▸ Aim
Reproduce the rows below word for word, with no changes.

==============================

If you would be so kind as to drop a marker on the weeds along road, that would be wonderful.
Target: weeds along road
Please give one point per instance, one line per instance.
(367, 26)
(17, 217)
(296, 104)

==============================

▸ Output for this task
If you would be so kind as to drop a marker on the weeds along road, that would be wonderful.
Target: weeds along road
Please give one point per instance, one line per instance.
(367, 26)
(17, 217)
(296, 104)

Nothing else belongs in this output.